** Start of DATA IN THIS EXERCISE **

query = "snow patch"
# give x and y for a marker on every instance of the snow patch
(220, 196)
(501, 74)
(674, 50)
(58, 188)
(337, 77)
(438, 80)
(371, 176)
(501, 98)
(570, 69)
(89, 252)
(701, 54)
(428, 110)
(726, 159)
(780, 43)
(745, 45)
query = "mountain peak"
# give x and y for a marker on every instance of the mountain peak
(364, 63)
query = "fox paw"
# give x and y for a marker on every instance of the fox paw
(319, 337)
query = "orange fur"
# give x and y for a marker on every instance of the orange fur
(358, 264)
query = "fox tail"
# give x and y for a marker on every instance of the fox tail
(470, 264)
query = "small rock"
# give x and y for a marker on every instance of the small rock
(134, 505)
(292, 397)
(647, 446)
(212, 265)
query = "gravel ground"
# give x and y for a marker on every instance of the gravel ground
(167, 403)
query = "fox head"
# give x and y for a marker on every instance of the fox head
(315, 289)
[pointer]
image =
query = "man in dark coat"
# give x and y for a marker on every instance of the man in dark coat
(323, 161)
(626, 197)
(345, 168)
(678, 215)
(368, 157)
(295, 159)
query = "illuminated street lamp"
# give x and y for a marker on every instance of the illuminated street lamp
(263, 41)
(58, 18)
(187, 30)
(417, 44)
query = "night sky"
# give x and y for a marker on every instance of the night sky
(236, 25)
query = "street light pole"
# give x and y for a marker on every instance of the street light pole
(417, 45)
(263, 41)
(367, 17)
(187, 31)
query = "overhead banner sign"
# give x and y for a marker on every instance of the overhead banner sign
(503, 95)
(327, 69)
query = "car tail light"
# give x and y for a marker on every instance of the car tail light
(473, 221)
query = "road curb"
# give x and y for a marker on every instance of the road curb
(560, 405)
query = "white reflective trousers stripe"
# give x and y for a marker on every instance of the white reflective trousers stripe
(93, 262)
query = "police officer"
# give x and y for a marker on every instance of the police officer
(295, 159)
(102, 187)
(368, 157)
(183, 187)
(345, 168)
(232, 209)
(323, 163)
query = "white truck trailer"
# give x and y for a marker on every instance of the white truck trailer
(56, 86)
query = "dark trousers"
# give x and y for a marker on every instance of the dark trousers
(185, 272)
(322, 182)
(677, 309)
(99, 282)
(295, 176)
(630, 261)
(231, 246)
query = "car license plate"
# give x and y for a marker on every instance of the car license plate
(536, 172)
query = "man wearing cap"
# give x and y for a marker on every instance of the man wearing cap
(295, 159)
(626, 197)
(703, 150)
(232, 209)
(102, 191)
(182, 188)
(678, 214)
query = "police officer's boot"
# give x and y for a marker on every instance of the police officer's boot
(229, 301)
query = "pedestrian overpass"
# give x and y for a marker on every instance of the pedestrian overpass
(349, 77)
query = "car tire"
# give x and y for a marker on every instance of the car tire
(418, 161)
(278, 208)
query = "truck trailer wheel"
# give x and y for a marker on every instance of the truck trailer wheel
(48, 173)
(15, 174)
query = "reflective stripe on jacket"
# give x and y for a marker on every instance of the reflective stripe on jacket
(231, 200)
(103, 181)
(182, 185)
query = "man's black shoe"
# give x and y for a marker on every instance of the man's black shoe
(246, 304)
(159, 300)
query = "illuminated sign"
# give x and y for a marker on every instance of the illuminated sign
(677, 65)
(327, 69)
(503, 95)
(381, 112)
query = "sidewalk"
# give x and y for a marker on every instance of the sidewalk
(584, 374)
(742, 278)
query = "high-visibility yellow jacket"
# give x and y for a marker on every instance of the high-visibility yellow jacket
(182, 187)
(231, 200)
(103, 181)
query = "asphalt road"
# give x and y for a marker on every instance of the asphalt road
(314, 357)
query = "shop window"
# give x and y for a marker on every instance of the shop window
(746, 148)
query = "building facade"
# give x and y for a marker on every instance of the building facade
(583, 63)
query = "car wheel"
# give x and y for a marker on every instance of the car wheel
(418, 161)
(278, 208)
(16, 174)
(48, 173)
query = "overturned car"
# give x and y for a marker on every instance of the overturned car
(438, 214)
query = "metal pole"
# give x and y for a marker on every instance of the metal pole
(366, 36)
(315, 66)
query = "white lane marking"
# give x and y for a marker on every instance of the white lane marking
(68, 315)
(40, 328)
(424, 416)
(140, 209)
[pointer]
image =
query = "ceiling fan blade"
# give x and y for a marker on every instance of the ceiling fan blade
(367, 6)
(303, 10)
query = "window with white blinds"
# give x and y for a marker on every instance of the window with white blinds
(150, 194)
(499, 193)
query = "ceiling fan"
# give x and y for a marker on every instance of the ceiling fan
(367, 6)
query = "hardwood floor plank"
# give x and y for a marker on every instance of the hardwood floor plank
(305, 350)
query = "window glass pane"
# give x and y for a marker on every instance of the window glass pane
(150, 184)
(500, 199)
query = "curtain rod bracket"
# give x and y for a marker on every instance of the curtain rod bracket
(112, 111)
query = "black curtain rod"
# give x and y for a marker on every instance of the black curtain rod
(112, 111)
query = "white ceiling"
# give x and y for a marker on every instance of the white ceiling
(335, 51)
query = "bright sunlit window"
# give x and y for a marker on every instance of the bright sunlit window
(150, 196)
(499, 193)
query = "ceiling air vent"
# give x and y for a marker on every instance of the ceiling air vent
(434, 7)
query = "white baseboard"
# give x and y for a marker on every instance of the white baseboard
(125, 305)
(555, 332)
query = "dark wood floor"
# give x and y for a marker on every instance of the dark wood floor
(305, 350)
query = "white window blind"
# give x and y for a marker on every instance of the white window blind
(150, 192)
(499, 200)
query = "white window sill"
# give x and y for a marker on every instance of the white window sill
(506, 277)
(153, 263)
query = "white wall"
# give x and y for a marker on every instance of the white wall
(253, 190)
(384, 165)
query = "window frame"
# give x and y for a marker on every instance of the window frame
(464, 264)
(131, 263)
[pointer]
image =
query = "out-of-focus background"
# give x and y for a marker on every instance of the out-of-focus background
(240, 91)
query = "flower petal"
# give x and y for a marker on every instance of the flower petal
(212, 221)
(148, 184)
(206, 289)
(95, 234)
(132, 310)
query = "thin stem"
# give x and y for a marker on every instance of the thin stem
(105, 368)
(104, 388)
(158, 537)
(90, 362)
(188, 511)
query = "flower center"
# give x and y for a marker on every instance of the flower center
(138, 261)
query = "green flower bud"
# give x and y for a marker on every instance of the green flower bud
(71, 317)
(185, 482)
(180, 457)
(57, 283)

** End of DATA IN THIS EXERCISE **

→ THE REQUEST: Repeat each record exactly. Omit nothing.

→ RESULT:
query = "snow patch"
# give x and y for a marker on every instance of the snow patch
(220, 196)
(501, 74)
(674, 50)
(58, 188)
(337, 77)
(438, 80)
(371, 176)
(501, 98)
(570, 69)
(89, 252)
(701, 54)
(428, 110)
(726, 159)
(780, 43)
(745, 45)
query = "mountain peak"
# give x and y for a marker on every instance of the mountain peak
(364, 63)
query = "fox paw"
# give x and y for a marker on every instance of the fox paw
(319, 337)
query = "orange fur"
# give x and y for a marker on every instance of the orange fur
(358, 264)
query = "fox tail"
# give x and y for a marker on every instance of the fox tail
(470, 264)
query = "small rock"
# give x and y for a marker on every instance of the small rock
(134, 505)
(292, 397)
(647, 446)
(212, 265)
query = "gravel ground"
# give x and y for a marker on every instance of the gravel ground
(167, 403)
query = "fox head"
# give x and y for a marker on every instance of the fox head
(315, 289)
[pointer]
image =
query = "man in dark coat"
# give x and y for a marker on every instance of the man in dark coat
(323, 161)
(626, 197)
(345, 168)
(678, 215)
(368, 157)
(295, 159)
query = "illuminated street lamp"
# give x and y for a marker on every instance of the illuminated street lamp
(263, 41)
(58, 18)
(187, 30)
(417, 44)
query = "night sky"
# give x and y for a marker on every instance of the night sky
(236, 25)
query = "street light pole"
# give x and y for a marker on every instance of the street light pole
(417, 45)
(263, 41)
(367, 17)
(187, 31)
query = "overhead banner sign"
# give x and y for a marker on every instance of the overhead banner sign
(503, 95)
(327, 69)
query = "car tail light"
# give x and y for a marker on every instance of the car tail light
(473, 221)
query = "road curb"
# give x and y for a marker on every instance of the road curb
(560, 405)
query = "white reflective trousers stripe"
# give x and y for a marker on every instance of the white reflective trousers stripe
(93, 262)
query = "police officer"
# give x and y for a marker on every instance of the police officer
(295, 159)
(102, 187)
(368, 157)
(183, 187)
(345, 168)
(232, 209)
(323, 163)
query = "white truck trailer"
# give x and y for a marker on every instance of the white truck trailer
(56, 86)
query = "dark trousers"
# give x and y for a marker on every instance of the dark trousers
(185, 272)
(322, 182)
(677, 309)
(99, 282)
(295, 176)
(630, 261)
(231, 246)
query = "car license plate"
# give x and y for a marker on every instance of the car license plate
(536, 172)
query = "man wearing cap"
# give x and y for a marker on every instance of the man wearing cap
(295, 159)
(626, 197)
(703, 150)
(232, 209)
(102, 191)
(182, 188)
(678, 214)
query = "police officer's boot"
# give x and y for a marker on every instance of the police officer's boot
(229, 301)
query = "pedestrian overpass"
# give x and y for a marker on every instance of the pedestrian overpass
(349, 77)
query = "car tire"
# give x and y for a marker on every instance of the car tire
(418, 161)
(278, 208)
query = "truck trailer wheel"
# give x and y for a marker on every instance of the truck trailer wheel
(48, 173)
(15, 174)
query = "reflective stripe on jacket"
# give x and y for a marker on every instance of the reflective stripe on jacket
(231, 200)
(103, 181)
(182, 185)
query = "man's black shoe"
# give x and y for a marker on every instance of the man's black shoe
(246, 304)
(159, 300)
query = "illuminated sign"
# give x and y for a marker on every instance of the illuminated sign
(677, 65)
(327, 69)
(503, 95)
(381, 112)
query = "sidewalk"
# give x and y for a marker on every instance of the sidewalk
(584, 374)
(742, 278)
query = "high-visibility yellow jacket"
# give x and y for a marker on every instance of the high-visibility yellow jacket
(182, 187)
(231, 200)
(103, 181)
query = "asphalt road"
# give x and y for a marker on every instance of the asphalt road
(314, 357)
query = "shop window"
# give x and y for a marker on every instance of the shop window
(746, 148)
query = "building facade"
# give x and y for a marker on every instance of the building facade
(583, 63)
query = "car wheel"
# give x and y for a marker on every instance of the car wheel
(418, 161)
(278, 208)
(16, 174)
(48, 173)
query = "overturned car"
# give x and y for a marker on every instance of the overturned car
(438, 214)
query = "metal pole"
# give x and y for a marker on every instance of the metal pole
(366, 36)
(315, 66)
query = "white lane marking"
# give x and y for a marker on every instance of the white lane marking
(68, 315)
(40, 328)
(424, 416)
(140, 209)
[pointer]
image =
query = "ceiling fan blade"
# give x and y for a marker on every instance of the ceiling fan blade
(367, 6)
(303, 10)
query = "window with white blinds"
# give x and y for a marker on every instance of the window with white blinds
(150, 194)
(499, 193)
query = "ceiling fan"
# give x and y for a marker on every instance of the ceiling fan
(367, 6)
query = "hardwood floor plank"
# give x and y for a marker on every instance of the hardwood floor plank
(305, 350)
query = "window glass pane"
# give x and y for a marker on every instance of the window glass pane
(150, 184)
(500, 199)
query = "curtain rod bracket"
# give x and y for a marker on every instance of the curtain rod bracket
(112, 111)
query = "black curtain rod"
# give x and y for a marker on every instance of the black curtain rod
(112, 111)
query = "white ceiling"
# give x and y for a marker on every instance of the white ceiling
(335, 51)
query = "bright sunlit window"
# give x and y for a marker on every instance of the bright sunlit window
(150, 196)
(499, 193)
query = "ceiling air vent"
# give x and y for a marker on every instance of the ceiling air vent
(434, 7)
query = "white baseboard"
# give x and y for a marker on every instance of the white baseboard
(125, 305)
(555, 332)
query = "dark wood floor"
# give x and y for a marker on every instance of the dark wood floor
(305, 350)
query = "white window blind"
# give x and y for a marker on every instance of the white window blind
(150, 192)
(499, 200)
query = "white window sill"
# give x and y for a marker on every instance of the white window sill
(506, 277)
(153, 263)
query = "white wall"
# give x and y for a marker on every instance of the white wall
(253, 190)
(384, 165)
query = "window frame"
# give x and y for a marker on every instance of the window frame
(464, 264)
(131, 263)
[pointer]
image =
query = "out-of-focus background"
# give x and y for a marker on every instance of the out-of-focus background
(240, 91)
query = "flower petal"
# give x and y for a marker on every instance of the flower petal
(212, 221)
(148, 184)
(206, 289)
(95, 234)
(132, 310)
query = "thin stem"
# give x and y for a marker on every instance of the thin stem
(105, 368)
(104, 388)
(158, 537)
(90, 362)
(188, 511)
query = "flower center"
# give x and y for a marker on every instance of the flower center
(138, 261)
query = "green flower bud"
# give x and y for a marker on every instance of the green flower bud
(71, 317)
(185, 482)
(180, 457)
(57, 283)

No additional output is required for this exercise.